--- Start of MATERIAL PROVIDED ---
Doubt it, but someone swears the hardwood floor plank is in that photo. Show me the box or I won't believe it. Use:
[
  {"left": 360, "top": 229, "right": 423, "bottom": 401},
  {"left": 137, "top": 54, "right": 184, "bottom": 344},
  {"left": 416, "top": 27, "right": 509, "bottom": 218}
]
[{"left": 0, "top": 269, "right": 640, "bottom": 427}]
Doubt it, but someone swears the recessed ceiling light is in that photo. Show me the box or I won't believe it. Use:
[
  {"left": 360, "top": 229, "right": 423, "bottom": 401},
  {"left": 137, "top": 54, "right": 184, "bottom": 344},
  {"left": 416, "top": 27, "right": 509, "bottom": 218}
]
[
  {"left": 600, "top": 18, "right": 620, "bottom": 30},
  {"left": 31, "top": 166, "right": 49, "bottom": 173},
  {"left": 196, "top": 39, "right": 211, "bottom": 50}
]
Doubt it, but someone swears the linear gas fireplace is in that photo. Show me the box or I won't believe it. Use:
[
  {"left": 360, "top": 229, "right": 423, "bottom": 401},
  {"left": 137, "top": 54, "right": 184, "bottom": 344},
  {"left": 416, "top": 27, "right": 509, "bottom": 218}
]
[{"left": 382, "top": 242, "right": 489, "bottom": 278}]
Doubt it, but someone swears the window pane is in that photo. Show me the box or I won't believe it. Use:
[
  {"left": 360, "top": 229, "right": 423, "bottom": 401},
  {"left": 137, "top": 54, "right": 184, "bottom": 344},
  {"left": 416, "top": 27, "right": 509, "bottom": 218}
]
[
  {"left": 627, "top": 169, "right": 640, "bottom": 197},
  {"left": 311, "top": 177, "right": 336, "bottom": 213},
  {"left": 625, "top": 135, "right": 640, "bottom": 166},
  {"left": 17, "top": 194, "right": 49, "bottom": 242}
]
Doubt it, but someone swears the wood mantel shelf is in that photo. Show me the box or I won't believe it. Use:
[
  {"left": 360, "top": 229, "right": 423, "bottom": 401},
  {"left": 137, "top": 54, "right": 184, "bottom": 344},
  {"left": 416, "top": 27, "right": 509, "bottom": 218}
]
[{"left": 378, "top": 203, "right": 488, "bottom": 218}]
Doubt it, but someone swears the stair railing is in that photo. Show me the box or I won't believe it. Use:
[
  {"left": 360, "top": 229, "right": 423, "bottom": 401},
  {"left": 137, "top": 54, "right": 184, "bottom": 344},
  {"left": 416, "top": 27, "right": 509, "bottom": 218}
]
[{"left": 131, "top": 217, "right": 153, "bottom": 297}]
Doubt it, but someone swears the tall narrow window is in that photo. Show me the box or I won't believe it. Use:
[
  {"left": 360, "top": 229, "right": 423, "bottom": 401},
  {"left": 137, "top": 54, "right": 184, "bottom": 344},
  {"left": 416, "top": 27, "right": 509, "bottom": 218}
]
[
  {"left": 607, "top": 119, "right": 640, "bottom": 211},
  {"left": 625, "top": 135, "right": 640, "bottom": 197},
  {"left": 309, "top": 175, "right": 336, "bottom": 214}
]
--- End of MATERIAL PROVIDED ---
Turn every line of the data above into a Markdown table with two columns, "Number" for the row number and "Line" for the line itself, and leave out any blank lines.

| Number | Line |
|---|---|
| 1 | Doubt it, but someone swears the hardwood floor plank is in that photo. Show me the box or I won't believe it. Use: |
| 2 | [ |
| 3 |   {"left": 360, "top": 229, "right": 423, "bottom": 401}, |
| 4 |   {"left": 137, "top": 54, "right": 184, "bottom": 344}, |
| 5 |   {"left": 416, "top": 27, "right": 509, "bottom": 218} |
| 6 | ] |
| 7 | [{"left": 0, "top": 269, "right": 640, "bottom": 427}] |
| 8 | Doubt it, but someone swears the recessed ceiling light is in that photo. Show me the box or I won't believe it. Use: |
| 9 | [ |
| 10 |   {"left": 360, "top": 229, "right": 423, "bottom": 401}, |
| 11 |   {"left": 137, "top": 54, "right": 184, "bottom": 344}, |
| 12 |   {"left": 416, "top": 27, "right": 509, "bottom": 218} |
| 13 | ] |
| 14 | [ |
| 15 |   {"left": 600, "top": 18, "right": 620, "bottom": 30}, |
| 16 |   {"left": 31, "top": 166, "right": 49, "bottom": 173}, |
| 17 |   {"left": 196, "top": 39, "right": 211, "bottom": 50} |
| 18 | ] |
| 19 | Doubt it, but someone swears the linear gas fireplace is in that photo. Show me the box or I won't believe it. Use: |
| 20 | [ |
| 21 |   {"left": 360, "top": 229, "right": 423, "bottom": 401}, |
| 22 |   {"left": 137, "top": 54, "right": 184, "bottom": 344}, |
| 23 |   {"left": 416, "top": 27, "right": 509, "bottom": 218} |
| 24 | ] |
| 25 | [{"left": 382, "top": 242, "right": 489, "bottom": 278}] |
| 26 | Doubt it, but someone swears the window pane is in that photo. Show me the box or I won't believe it. Use: |
| 27 | [ |
| 28 |   {"left": 360, "top": 229, "right": 423, "bottom": 401}, |
| 29 |   {"left": 137, "top": 54, "right": 184, "bottom": 344}, |
| 30 |   {"left": 416, "top": 27, "right": 509, "bottom": 218} |
| 31 | ] |
| 32 | [ |
| 33 |   {"left": 627, "top": 169, "right": 640, "bottom": 197}, |
| 34 |   {"left": 311, "top": 177, "right": 336, "bottom": 213}, |
| 35 |   {"left": 625, "top": 135, "right": 640, "bottom": 166}, |
| 36 |   {"left": 17, "top": 194, "right": 49, "bottom": 242} |
| 37 | ] |
| 38 | Doubt it, but someone swears the wood mantel shelf is in that photo. Show me the box or I won't believe it. Use: |
| 39 | [ |
| 40 |   {"left": 360, "top": 229, "right": 423, "bottom": 401}, |
| 41 |   {"left": 137, "top": 54, "right": 184, "bottom": 344}, |
| 42 |   {"left": 416, "top": 27, "right": 509, "bottom": 218} |
| 43 | ] |
| 44 | [{"left": 378, "top": 203, "right": 488, "bottom": 218}] |
| 45 | Doubt it, but someone swears the stair railing is in that photo. Show me the box or I won't believe it. Use: |
| 46 | [ |
| 47 |   {"left": 360, "top": 229, "right": 423, "bottom": 401}, |
| 48 |   {"left": 137, "top": 54, "right": 184, "bottom": 344}, |
| 49 |   {"left": 416, "top": 27, "right": 509, "bottom": 218} |
| 50 | ] |
| 51 | [{"left": 131, "top": 217, "right": 153, "bottom": 297}] |
| 52 | Doubt it, but someone swears the tall narrow window is in that photo. Show me the box or I won't believe it. Use: |
| 53 | [ |
| 54 |   {"left": 360, "top": 229, "right": 423, "bottom": 401}, |
| 55 |   {"left": 137, "top": 54, "right": 184, "bottom": 344}, |
| 56 |   {"left": 416, "top": 27, "right": 509, "bottom": 218} |
| 57 | ] |
| 58 | [ |
| 59 |   {"left": 607, "top": 119, "right": 640, "bottom": 211}, |
| 60 |   {"left": 625, "top": 135, "right": 640, "bottom": 197}, |
| 61 |   {"left": 309, "top": 175, "right": 336, "bottom": 214} |
| 62 | ] |